[Records from a data collection]
+ + + + +

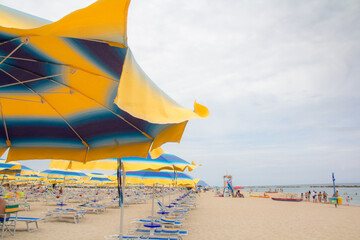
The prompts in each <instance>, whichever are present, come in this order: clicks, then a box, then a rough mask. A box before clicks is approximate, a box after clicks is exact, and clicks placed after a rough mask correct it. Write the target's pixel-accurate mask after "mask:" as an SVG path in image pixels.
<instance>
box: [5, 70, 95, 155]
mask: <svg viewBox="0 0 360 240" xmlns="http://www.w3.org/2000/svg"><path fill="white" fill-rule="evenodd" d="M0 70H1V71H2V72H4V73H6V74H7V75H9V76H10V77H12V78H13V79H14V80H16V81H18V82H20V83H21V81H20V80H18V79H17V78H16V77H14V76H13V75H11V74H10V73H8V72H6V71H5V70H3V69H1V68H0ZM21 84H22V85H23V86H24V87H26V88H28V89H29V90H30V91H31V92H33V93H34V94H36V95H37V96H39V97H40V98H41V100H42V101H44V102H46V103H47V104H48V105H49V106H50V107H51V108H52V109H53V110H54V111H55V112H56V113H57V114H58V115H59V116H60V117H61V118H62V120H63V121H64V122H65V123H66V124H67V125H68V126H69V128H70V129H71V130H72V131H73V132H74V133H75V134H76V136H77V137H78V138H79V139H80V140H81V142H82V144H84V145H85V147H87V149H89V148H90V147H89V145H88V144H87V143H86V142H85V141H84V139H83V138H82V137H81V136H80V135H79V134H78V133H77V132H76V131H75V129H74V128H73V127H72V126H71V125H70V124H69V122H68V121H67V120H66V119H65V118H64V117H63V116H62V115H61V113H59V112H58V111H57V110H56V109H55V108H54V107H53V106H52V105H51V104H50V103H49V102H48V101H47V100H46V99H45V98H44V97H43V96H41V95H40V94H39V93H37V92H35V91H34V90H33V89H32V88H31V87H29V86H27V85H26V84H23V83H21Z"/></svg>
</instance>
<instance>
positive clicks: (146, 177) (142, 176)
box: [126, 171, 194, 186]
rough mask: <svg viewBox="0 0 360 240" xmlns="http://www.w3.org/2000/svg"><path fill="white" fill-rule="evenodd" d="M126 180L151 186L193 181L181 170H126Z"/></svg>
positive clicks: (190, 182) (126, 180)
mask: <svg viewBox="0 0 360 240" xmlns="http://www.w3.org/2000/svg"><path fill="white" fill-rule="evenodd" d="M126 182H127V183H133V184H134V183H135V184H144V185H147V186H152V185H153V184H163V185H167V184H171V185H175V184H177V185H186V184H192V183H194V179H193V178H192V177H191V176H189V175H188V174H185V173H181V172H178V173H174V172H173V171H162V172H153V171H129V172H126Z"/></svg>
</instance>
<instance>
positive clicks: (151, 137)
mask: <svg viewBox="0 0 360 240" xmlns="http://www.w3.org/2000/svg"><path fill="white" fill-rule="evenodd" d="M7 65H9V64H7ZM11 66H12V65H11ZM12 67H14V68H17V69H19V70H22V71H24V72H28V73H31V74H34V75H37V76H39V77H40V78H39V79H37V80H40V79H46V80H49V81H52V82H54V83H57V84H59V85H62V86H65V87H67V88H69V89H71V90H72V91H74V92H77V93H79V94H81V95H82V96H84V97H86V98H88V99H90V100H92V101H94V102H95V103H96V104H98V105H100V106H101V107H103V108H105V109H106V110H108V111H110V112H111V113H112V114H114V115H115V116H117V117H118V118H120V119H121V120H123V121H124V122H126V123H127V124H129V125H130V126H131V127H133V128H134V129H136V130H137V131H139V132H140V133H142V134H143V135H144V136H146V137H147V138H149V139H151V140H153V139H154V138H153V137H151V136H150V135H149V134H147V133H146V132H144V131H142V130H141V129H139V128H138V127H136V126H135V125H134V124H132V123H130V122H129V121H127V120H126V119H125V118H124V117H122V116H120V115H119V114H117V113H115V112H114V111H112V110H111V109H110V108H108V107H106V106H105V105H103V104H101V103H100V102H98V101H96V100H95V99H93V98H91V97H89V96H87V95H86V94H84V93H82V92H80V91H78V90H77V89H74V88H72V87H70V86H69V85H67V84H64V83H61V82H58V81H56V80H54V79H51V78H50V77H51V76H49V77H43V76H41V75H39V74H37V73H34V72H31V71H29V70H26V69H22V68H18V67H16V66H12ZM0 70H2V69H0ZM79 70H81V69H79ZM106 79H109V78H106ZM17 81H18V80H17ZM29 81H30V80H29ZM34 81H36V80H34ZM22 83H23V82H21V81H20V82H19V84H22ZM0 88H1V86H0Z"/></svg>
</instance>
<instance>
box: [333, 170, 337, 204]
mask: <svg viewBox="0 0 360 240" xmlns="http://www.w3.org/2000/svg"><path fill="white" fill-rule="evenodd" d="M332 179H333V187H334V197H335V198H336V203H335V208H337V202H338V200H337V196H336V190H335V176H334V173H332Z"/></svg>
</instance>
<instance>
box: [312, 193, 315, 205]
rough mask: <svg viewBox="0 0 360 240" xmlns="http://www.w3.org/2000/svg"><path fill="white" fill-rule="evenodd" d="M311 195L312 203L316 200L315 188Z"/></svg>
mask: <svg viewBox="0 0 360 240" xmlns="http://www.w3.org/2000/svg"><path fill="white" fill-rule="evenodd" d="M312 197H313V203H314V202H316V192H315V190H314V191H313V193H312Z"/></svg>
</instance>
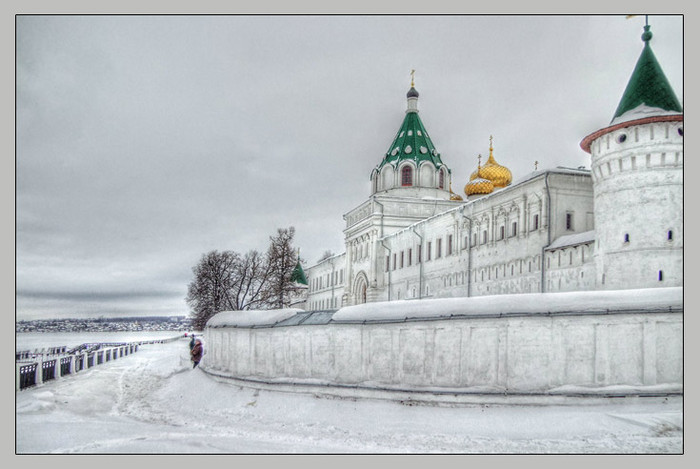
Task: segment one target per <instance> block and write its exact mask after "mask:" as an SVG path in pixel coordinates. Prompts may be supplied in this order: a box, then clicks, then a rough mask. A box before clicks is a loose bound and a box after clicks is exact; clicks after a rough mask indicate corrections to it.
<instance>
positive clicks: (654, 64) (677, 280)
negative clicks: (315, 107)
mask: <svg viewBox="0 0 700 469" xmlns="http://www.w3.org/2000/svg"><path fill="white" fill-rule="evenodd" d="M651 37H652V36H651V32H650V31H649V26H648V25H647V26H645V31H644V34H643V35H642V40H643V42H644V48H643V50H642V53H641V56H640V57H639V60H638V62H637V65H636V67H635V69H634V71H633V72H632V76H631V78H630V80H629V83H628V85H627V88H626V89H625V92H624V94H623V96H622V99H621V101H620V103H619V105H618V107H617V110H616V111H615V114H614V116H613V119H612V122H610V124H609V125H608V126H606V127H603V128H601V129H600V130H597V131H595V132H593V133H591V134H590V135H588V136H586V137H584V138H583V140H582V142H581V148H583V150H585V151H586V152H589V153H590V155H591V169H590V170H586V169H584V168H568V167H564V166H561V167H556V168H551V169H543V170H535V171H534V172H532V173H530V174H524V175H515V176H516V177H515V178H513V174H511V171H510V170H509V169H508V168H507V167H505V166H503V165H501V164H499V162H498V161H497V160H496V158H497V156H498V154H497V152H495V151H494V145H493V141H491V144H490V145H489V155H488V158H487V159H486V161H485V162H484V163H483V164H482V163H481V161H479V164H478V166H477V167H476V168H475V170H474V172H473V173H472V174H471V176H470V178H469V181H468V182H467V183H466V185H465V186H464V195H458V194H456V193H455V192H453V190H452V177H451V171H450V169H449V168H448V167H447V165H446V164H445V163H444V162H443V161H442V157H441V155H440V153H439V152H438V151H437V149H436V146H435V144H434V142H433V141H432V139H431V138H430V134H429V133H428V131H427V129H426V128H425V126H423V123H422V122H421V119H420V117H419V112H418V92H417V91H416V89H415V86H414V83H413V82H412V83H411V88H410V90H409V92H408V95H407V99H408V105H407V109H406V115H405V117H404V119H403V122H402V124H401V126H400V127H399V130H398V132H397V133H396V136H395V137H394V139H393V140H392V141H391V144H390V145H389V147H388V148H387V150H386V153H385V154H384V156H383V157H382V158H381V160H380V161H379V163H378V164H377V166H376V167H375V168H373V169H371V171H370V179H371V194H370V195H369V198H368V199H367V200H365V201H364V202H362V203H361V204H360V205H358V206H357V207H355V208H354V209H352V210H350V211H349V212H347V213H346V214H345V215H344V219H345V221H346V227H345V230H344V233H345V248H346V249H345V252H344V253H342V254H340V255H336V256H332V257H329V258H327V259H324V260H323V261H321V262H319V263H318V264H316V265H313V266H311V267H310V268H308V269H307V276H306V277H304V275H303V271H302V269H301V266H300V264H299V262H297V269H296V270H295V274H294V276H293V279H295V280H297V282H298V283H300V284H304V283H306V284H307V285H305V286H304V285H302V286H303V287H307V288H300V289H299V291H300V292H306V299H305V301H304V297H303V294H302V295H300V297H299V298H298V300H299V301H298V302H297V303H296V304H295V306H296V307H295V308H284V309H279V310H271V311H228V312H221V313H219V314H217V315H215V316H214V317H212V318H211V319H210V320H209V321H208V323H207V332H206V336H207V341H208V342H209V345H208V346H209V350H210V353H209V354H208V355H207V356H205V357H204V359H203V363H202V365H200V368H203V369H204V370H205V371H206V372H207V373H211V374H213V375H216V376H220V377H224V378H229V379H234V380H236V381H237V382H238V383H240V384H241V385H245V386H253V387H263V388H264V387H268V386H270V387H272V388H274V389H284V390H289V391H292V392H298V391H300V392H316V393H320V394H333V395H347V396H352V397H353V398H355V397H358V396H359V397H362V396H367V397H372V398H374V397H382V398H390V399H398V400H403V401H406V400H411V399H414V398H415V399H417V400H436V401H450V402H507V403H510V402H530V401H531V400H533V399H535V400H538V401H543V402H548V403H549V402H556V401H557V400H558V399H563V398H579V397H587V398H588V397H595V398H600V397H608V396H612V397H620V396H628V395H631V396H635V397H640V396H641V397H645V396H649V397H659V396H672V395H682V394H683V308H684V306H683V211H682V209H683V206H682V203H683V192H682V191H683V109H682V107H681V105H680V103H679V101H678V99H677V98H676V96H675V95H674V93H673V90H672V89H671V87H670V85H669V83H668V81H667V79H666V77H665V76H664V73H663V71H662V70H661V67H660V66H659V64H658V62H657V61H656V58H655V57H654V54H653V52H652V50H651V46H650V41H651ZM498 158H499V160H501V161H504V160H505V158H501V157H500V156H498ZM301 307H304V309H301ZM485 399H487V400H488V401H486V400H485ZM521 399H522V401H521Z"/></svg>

+ + + + +

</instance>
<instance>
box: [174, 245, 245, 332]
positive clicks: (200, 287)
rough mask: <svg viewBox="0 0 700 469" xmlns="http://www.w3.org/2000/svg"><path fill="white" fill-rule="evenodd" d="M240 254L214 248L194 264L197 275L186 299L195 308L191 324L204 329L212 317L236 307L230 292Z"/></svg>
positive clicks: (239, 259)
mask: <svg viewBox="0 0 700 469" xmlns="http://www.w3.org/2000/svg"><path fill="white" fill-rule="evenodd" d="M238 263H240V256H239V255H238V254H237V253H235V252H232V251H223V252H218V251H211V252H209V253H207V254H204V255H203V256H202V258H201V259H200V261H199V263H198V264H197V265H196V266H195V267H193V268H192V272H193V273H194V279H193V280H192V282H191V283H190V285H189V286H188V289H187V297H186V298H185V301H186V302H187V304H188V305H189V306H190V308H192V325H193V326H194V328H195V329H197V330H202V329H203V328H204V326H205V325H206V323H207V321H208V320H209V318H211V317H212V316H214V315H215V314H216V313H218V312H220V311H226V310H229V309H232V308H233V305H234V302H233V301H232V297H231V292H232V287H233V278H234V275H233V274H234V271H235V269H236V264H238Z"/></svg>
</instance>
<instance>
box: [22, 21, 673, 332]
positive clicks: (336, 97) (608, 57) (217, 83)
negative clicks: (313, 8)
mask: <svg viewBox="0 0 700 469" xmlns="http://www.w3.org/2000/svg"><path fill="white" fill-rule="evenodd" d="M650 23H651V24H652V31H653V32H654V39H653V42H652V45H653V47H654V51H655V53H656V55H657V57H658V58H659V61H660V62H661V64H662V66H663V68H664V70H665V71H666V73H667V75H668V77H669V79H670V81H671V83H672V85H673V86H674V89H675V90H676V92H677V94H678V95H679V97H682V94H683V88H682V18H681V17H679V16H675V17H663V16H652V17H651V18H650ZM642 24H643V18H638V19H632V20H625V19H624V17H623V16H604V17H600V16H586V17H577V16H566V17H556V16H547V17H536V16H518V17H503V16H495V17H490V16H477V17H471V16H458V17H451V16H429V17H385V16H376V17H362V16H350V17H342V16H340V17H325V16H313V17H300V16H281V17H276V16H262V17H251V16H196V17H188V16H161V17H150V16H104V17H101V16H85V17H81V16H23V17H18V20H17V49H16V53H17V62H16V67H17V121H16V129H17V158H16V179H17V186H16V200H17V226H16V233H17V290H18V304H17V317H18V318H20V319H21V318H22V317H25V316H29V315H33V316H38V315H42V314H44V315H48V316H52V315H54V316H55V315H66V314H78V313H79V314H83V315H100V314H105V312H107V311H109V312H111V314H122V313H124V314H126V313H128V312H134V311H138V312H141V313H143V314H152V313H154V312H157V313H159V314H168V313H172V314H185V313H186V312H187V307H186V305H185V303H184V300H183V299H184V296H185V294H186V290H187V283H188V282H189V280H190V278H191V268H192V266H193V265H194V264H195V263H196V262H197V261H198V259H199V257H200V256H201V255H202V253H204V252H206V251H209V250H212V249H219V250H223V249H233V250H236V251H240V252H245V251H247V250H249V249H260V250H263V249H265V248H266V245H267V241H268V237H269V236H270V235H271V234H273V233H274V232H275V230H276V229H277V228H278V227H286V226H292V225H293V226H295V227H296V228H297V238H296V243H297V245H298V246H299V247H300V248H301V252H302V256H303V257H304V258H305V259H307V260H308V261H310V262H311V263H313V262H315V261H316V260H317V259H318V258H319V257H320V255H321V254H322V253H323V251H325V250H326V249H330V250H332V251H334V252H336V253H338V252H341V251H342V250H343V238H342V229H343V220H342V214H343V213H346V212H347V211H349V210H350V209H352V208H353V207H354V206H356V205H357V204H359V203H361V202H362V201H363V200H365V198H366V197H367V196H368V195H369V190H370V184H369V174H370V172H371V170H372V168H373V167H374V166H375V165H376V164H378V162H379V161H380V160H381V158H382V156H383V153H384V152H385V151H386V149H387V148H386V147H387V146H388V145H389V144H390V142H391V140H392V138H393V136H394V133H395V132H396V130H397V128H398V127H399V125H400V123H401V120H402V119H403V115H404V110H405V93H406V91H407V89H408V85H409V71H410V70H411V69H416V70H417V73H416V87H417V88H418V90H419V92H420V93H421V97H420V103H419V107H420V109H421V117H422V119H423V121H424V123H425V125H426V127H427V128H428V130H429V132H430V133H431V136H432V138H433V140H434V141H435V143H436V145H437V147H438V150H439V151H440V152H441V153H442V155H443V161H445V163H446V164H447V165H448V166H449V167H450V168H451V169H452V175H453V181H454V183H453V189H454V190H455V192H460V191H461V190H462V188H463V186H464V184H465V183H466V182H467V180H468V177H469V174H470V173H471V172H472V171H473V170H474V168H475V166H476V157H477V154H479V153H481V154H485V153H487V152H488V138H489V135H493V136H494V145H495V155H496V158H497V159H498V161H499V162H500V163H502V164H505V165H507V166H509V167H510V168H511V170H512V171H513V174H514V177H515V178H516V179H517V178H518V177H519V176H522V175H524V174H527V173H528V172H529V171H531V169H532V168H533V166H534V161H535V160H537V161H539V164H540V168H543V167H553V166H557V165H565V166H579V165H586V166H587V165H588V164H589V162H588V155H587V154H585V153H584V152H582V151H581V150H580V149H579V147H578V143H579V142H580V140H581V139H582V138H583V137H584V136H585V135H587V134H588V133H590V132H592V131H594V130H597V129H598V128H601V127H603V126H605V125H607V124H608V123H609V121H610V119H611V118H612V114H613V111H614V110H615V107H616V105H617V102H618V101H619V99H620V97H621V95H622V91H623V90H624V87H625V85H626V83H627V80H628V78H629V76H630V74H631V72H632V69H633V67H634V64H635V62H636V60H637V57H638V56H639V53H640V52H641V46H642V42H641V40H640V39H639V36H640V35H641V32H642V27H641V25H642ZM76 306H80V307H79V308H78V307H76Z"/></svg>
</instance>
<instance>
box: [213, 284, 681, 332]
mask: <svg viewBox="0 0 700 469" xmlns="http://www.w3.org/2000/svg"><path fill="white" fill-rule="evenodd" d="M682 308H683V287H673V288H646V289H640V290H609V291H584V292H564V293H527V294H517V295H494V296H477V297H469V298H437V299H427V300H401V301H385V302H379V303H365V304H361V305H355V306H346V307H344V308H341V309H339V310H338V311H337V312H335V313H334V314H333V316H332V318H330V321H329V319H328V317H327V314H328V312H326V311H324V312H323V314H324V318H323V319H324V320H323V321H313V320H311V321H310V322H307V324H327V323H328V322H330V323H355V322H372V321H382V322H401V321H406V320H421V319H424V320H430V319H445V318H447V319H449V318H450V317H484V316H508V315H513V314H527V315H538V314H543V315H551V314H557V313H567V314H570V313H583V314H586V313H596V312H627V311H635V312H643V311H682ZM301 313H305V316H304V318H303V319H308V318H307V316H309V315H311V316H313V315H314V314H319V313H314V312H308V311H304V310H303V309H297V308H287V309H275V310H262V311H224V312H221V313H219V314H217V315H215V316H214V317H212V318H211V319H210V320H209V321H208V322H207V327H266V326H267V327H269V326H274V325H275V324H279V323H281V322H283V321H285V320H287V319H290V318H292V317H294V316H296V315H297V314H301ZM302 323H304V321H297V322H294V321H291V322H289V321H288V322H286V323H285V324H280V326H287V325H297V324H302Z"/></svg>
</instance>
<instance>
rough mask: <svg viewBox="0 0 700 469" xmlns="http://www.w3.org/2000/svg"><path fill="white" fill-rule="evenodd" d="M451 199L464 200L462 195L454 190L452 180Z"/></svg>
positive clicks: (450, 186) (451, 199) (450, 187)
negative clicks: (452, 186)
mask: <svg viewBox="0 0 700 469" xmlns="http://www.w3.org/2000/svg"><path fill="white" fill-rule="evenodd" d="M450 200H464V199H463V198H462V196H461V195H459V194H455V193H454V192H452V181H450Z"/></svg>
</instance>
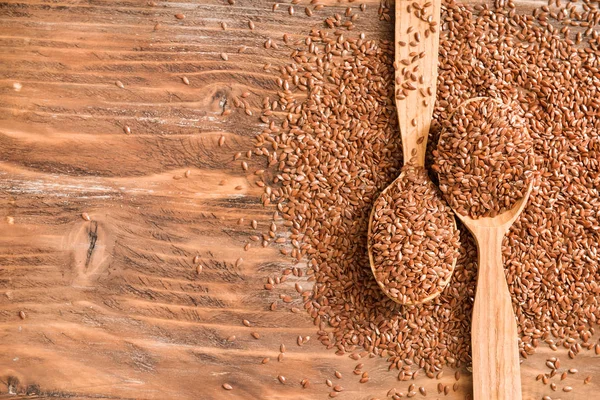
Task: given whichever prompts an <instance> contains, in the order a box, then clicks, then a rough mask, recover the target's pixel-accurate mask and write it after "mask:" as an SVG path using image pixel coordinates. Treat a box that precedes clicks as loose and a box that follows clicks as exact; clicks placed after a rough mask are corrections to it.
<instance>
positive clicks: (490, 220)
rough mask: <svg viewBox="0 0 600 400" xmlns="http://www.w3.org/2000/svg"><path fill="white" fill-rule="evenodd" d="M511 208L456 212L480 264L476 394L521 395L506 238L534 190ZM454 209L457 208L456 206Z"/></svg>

+ + + + +

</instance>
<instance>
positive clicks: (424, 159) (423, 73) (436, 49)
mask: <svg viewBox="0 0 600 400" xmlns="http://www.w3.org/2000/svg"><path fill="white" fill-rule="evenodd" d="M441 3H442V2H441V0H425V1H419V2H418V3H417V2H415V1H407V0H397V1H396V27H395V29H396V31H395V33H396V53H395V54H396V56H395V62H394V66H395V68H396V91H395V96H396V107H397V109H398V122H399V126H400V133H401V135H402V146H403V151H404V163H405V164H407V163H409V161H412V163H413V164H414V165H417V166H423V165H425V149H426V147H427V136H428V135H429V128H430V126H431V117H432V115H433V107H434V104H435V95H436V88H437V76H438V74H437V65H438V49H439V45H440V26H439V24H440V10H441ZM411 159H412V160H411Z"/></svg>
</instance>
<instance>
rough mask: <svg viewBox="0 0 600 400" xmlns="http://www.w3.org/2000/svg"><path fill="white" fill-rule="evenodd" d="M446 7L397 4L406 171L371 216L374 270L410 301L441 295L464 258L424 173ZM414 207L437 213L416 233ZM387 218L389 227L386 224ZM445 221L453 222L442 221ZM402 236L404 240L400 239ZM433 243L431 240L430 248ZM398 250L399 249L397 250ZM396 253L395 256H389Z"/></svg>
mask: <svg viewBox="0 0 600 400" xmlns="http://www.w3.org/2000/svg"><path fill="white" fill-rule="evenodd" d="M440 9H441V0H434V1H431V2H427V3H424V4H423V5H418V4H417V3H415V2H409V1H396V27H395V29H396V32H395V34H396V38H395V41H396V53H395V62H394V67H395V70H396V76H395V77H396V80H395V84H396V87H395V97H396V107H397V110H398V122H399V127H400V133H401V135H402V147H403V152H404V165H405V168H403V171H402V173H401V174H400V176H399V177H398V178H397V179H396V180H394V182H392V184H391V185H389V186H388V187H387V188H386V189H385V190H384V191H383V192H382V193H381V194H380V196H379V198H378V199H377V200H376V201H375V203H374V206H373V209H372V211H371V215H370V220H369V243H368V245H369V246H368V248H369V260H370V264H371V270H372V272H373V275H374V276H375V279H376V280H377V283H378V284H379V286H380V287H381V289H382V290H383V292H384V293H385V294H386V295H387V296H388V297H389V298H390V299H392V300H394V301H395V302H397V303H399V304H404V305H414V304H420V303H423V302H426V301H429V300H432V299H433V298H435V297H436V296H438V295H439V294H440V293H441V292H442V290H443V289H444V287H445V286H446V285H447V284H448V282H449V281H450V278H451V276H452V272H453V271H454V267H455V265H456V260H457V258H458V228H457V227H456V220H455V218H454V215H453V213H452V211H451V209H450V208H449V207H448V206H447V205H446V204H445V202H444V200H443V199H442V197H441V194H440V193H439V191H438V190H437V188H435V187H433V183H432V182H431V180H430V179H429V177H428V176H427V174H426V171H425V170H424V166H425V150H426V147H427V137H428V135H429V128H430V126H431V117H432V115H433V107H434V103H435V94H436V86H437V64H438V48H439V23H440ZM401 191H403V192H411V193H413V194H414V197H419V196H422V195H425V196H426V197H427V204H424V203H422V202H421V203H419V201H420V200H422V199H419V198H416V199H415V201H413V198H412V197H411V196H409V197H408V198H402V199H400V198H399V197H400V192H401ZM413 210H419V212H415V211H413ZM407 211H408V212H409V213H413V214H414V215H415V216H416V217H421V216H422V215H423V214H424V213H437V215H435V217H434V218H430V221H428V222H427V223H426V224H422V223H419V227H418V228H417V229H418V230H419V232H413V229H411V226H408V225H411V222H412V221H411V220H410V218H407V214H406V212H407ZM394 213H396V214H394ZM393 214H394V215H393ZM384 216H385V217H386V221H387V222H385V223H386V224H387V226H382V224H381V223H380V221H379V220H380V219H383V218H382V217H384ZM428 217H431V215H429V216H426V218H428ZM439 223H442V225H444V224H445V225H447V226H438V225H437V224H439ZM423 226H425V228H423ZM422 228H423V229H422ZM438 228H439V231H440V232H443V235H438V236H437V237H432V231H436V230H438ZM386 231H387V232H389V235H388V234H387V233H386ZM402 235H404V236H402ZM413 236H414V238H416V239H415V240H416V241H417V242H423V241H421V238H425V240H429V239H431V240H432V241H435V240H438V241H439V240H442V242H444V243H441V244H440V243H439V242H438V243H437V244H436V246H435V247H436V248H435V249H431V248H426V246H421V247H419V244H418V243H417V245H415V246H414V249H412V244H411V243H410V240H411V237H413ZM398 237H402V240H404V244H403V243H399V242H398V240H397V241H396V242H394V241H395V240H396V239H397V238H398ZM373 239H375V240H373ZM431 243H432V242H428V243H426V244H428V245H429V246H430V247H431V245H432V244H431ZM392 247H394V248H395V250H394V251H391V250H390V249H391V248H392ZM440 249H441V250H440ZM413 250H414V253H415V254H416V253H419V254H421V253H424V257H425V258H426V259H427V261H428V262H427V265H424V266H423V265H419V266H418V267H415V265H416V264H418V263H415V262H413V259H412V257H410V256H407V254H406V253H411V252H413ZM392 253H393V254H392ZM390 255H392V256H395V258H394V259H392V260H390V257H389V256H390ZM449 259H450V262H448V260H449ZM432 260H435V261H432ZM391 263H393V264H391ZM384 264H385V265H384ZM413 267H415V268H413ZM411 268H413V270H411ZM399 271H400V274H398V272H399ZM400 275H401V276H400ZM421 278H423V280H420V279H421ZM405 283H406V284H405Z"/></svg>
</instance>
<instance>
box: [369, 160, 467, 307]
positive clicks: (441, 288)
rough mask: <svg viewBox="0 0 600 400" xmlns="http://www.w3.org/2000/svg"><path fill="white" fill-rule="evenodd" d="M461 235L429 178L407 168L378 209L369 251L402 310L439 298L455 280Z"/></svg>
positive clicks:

+ + + + +

-- REQUIRED WORK --
Can you arrange the data from the line containing "The prompts in" up to and including the line containing "box: [5, 70, 95, 155]" as a Markdown table with the columns Row and Line, numbering each row and omitting blank lines?

-- ANSWER SECTION --
| Row | Line |
|---|---|
| 1 | The prompts in each <instance>, whichever are present, come in this order: clicks, then a box, then a rough mask. A box before clicks is approximate, a box after clicks is exact, and clicks placed after a rough mask correct it. Write the target's pixel-accurate mask after "mask:" as an SVG path in image pixels. |
| 2 | <instance> |
| 3 | box: [5, 70, 95, 155] |